== Required action ==
Go over the data below and say how many lines hold the word "bread". Only the number is needed.

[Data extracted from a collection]
◆ ◆ ◆ ◆ ◆
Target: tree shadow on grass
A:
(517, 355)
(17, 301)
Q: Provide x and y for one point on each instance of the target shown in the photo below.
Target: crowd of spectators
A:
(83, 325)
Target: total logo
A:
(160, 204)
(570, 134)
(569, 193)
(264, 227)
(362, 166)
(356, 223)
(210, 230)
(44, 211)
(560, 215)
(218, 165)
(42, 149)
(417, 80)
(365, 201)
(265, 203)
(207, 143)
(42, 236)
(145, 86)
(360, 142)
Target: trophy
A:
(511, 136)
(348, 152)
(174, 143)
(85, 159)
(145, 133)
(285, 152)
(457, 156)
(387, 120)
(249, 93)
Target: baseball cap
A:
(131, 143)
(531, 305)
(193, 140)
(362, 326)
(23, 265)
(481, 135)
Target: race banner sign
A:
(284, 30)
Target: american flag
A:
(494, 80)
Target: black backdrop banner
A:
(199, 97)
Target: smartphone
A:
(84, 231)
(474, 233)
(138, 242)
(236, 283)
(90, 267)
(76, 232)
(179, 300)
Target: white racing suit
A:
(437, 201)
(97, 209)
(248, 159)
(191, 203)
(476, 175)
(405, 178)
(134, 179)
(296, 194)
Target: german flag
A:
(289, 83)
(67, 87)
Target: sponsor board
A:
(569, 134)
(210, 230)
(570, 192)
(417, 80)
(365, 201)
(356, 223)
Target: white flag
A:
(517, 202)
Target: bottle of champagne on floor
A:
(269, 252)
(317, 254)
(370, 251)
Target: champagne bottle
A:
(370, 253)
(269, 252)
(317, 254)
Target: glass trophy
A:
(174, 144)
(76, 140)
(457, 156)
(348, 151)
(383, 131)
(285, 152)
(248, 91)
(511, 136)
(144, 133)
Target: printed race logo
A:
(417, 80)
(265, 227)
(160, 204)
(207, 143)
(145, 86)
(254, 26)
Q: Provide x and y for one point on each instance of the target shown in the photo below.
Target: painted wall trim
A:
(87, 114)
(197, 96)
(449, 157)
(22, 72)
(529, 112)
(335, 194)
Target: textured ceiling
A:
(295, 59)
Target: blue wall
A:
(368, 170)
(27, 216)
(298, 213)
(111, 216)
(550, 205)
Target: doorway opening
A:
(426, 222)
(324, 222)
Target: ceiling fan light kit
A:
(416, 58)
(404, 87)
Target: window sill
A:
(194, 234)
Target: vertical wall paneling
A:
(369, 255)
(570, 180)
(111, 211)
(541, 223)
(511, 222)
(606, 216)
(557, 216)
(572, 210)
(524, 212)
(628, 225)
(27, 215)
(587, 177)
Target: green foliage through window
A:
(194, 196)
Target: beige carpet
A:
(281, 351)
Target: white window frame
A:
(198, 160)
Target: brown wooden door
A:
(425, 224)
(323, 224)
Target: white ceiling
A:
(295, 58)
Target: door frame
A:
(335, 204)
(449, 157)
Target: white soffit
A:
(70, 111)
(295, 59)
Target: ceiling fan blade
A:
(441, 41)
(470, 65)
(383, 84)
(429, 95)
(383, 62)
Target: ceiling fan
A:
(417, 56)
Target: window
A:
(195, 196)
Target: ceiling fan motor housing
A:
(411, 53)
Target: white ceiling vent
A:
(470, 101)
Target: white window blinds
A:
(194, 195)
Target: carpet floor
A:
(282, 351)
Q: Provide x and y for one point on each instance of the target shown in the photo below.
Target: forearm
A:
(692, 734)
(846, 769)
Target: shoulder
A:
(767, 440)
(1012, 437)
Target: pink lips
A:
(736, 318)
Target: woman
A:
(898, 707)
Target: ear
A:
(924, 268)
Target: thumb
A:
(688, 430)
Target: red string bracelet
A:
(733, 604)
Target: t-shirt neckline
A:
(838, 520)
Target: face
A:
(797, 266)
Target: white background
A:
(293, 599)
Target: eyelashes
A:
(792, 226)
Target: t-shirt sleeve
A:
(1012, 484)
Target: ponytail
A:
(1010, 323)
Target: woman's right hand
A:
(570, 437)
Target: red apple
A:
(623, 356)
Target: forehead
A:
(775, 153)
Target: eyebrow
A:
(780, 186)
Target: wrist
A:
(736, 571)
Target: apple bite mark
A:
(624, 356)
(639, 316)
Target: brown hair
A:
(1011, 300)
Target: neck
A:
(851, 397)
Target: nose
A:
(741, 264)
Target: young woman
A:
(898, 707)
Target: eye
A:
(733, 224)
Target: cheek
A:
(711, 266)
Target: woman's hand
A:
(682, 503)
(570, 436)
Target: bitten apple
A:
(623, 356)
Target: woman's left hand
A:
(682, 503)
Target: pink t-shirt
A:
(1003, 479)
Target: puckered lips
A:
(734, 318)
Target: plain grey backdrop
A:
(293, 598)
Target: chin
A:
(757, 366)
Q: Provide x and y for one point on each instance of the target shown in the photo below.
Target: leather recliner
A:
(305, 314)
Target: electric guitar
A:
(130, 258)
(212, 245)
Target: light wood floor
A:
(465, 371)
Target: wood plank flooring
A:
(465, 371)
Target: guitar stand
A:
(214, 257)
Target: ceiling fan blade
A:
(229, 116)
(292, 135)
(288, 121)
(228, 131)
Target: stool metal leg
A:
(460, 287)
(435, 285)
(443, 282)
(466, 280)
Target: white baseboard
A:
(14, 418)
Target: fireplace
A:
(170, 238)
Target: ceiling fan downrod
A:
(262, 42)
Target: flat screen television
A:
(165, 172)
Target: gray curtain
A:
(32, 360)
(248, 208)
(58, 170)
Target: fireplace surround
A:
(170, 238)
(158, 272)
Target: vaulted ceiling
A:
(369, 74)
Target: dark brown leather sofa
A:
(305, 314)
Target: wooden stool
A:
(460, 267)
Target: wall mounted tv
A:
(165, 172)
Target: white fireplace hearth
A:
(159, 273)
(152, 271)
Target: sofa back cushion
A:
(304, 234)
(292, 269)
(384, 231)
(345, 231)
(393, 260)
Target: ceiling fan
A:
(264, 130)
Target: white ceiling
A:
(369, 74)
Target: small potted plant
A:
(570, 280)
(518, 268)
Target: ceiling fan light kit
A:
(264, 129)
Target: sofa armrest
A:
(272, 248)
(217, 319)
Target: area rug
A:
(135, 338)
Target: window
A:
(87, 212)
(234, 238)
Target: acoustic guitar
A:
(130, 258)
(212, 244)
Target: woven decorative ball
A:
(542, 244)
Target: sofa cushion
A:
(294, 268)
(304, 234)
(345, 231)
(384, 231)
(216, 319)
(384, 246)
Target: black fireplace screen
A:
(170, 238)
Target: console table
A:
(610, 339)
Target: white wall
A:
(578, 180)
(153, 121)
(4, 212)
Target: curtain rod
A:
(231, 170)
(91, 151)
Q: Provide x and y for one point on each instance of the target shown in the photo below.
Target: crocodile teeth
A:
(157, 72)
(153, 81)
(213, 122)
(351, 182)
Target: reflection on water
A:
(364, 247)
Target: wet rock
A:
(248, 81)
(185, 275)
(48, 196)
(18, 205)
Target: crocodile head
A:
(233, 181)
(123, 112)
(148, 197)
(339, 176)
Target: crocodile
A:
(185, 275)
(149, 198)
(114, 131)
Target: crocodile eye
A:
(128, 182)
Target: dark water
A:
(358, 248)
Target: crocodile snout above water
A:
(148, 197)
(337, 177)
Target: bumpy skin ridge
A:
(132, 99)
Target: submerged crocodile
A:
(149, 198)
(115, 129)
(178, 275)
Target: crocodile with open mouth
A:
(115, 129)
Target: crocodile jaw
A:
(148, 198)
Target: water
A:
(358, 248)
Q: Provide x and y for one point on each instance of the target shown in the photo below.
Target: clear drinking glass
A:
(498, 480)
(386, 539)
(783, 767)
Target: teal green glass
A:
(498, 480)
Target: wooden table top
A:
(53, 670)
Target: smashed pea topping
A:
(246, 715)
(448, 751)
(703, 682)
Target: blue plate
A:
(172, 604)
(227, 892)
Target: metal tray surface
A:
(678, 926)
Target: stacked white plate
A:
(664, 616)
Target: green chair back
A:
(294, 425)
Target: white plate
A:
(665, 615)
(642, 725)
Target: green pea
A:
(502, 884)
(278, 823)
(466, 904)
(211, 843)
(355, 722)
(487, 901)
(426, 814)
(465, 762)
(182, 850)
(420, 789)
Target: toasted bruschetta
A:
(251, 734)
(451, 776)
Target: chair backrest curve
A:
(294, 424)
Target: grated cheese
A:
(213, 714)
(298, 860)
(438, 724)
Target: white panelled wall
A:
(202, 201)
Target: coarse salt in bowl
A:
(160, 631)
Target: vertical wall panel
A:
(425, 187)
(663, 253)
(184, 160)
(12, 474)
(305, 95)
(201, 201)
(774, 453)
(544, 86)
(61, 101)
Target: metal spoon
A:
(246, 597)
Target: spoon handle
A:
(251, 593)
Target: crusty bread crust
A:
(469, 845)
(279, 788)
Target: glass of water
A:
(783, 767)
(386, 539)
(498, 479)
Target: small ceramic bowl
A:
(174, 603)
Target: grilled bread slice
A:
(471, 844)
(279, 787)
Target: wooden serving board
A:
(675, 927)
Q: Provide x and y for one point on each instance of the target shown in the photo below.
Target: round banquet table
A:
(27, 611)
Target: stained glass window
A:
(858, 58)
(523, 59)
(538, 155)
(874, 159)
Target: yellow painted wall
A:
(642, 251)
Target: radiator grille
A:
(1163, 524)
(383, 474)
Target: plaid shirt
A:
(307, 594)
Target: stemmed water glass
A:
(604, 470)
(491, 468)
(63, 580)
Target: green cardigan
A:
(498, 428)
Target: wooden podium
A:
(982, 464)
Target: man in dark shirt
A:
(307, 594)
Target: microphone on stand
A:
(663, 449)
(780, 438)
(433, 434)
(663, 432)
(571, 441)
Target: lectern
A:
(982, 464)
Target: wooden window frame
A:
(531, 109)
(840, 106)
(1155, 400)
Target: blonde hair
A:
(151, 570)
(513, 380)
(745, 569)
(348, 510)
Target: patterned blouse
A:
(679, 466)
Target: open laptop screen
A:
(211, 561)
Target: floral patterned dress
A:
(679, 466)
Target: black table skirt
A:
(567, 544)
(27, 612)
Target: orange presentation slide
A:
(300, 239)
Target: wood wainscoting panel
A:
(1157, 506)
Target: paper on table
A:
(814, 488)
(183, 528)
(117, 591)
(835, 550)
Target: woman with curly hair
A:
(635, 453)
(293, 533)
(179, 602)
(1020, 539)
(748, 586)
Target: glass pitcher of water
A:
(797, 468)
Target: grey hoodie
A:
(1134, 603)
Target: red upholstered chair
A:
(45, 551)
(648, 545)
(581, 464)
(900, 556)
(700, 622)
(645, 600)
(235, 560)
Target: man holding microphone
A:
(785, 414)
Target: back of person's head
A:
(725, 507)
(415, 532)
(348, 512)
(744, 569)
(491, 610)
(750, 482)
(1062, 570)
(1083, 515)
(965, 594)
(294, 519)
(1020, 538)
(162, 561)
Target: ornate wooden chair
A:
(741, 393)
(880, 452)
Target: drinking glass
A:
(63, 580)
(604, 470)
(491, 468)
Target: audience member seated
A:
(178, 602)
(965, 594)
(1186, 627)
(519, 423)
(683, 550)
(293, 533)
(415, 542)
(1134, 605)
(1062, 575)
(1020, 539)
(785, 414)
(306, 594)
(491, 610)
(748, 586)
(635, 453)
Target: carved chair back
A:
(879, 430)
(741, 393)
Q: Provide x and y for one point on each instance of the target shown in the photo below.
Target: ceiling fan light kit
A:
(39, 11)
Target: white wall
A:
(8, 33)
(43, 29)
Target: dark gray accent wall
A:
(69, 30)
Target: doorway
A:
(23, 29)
◆ ◆ ◆ ◆ ◆
== Reply ==
2